(GEGEVEN OPDRACHT A): Kopieer uit de tekst over de moderne man en vrouw het stuk dat begint bij "Maar vooral: is" en eindigt bij "voor de kinderen.".
(GEGEVEN OPDRACHT B): Vertaal deze zin uit de tekst over de moderne man en vrouw in het Engels: "Maar vooral: is het nu dit wat de moderne vrouw verlangde?"
(GEGEVEN OPDRACHT C): Pak de tekst over de rolverdeling tussen man en vrouw weer op waar die ophoudt en schrijf hem verder.

==== TEKSTFRAGMENT ====

Maar vooral: is het nu dit wat de moderne vrouw verlangde? Een man met een identiteitscrisis die voornamelijk te horen krijgt dat hij te weinig aandacht besteedt aan het huishouden, zijn partner en / of de kinderen, maar van wie er tegelijk ook wordt verlangd dat hij op alle eisen van de werkgever ingaat om toch maar een trapje hoger in de pikorde te stijgen? Ook t.a.v. vrouwen gelden nu dezelfde eisen: de nieuwe man ontslaat de nieuwe vrouw niet van haar aandeel in carrière en huishouden want dan zou er als het ware een omgekeerde discriminatie ontstaan.
En oh wee, als je als vrouw, net zoals prinses Mathilde zou durven toegeven dat je toch vooral verlangd om 16u thuis te zijn voor de kinderen.

==== GEGEVEN INFORMATIE ====

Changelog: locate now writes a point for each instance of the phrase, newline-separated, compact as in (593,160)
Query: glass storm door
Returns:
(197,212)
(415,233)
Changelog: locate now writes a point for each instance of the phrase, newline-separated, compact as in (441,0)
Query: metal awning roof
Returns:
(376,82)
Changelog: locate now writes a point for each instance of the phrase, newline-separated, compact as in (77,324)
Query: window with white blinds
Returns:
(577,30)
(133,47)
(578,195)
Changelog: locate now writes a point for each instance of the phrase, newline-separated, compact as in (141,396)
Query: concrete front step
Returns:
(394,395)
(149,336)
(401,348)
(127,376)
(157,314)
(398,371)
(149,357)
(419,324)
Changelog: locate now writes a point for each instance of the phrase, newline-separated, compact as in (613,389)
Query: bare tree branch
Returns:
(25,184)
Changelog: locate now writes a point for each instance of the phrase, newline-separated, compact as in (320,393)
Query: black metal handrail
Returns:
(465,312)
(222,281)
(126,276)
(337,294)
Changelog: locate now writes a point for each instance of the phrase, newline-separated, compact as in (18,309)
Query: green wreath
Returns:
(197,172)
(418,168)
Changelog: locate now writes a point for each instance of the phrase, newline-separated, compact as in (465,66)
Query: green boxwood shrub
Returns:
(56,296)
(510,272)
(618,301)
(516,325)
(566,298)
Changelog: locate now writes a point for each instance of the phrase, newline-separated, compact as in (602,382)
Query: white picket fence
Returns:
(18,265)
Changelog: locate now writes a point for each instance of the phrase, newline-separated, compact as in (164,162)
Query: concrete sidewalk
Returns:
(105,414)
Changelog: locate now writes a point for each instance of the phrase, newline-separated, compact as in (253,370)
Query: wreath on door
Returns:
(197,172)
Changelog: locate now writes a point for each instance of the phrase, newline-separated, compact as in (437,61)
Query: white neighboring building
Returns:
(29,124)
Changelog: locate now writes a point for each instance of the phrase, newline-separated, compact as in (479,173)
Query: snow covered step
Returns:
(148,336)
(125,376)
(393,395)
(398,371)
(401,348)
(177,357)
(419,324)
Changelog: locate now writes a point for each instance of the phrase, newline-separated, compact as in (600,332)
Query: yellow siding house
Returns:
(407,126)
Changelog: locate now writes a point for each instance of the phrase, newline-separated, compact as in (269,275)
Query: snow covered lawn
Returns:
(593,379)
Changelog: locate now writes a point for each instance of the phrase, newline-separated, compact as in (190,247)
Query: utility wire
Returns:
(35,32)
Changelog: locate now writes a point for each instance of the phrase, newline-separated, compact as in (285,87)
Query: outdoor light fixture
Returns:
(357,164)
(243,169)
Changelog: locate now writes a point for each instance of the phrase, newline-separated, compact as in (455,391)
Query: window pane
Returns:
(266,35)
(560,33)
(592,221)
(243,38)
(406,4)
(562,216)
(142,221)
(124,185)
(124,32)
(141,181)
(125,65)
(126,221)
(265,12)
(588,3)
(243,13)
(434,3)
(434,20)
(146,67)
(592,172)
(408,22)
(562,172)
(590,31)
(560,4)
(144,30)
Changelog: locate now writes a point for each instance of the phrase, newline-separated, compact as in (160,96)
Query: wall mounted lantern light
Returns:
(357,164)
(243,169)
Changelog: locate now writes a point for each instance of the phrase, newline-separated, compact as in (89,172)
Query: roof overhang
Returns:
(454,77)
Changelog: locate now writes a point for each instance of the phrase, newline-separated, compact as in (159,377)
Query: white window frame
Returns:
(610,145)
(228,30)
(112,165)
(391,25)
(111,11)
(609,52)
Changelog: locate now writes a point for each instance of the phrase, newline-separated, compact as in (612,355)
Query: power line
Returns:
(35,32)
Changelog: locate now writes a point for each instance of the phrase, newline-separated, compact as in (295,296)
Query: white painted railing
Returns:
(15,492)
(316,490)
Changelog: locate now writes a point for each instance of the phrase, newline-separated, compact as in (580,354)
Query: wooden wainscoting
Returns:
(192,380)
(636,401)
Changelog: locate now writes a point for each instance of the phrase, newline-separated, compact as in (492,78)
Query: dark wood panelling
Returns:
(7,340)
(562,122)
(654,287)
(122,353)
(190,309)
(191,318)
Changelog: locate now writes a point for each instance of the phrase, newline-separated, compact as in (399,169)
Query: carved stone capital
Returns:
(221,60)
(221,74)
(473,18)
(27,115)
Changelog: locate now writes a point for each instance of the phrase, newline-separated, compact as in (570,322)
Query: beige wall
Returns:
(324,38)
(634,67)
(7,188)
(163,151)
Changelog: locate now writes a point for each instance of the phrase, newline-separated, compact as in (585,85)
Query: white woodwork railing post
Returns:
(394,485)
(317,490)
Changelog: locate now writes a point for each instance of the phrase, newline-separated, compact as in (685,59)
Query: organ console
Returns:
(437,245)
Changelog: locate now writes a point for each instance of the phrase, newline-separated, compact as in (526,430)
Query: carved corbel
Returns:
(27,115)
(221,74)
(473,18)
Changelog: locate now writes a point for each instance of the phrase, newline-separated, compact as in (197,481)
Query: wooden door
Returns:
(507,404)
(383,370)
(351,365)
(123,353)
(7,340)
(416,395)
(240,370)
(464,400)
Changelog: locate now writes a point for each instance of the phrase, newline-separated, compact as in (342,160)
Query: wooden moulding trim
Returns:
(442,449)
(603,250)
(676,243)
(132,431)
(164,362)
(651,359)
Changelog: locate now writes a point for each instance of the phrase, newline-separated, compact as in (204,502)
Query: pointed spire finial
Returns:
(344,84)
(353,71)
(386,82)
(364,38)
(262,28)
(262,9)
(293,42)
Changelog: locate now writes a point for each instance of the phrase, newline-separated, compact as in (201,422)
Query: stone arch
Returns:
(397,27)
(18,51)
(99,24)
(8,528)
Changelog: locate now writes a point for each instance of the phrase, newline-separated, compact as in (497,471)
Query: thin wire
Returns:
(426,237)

====

(GESCHREVEN ANTWOORD A):
Maar vooral: is het nu dit wat de moderne vrouw verlangde? Een man met een identiteitscrisis die voornamelijk te horen krijgt dat hij te weinig aandacht besteedt aan het huishouden, zijn partner en / of de kinderen, maar van wie er tegelijk ook wordt verlangd dat hij op alle eisen van de werkgever ingaat om toch maar een trapje hoger in de pikorde te stijgen? Ook t.a.v. vrouwen gelden nu dezelfde eisen: de nieuwe man ontslaat de nieuwe vrouw niet van haar aandeel in carrière en huishouden want dan zou er als het ware een omgekeerde discriminatie ontstaan.
En oh wee, als je als vrouw, net zoals prinses Mathilde zou durven toegeven dat je toch vooral verlangd om 16u thuis te zijn voor de kinderen.

(GESCHREVEN ANTWOORD B): But above all: is this what the modern woman wanted?

(GESCHREVEN ANTWOORD C):
Of is het dan toch niet zo plezierig in de arbeidsjungle dames? Is loonslaaf zijn te verkiezen boven het slaaf zijn van aanrecht? Beide seksen hebben immers hun offers gebracht in de indeling van hun levenstijd, maar wellicht schortte er voornamelijk iets aan de waardering van de beide seksen t.o.v. elkaar.
Of komt op termijn de 'oude man' die zich voor vrouw en kinderen dagelijks in de carrièrehel stortte en er in ruil van zijn vrouw warme maaltijden, propere onderbroeken en een onderhouden huis voor verwachtte weer in de mode?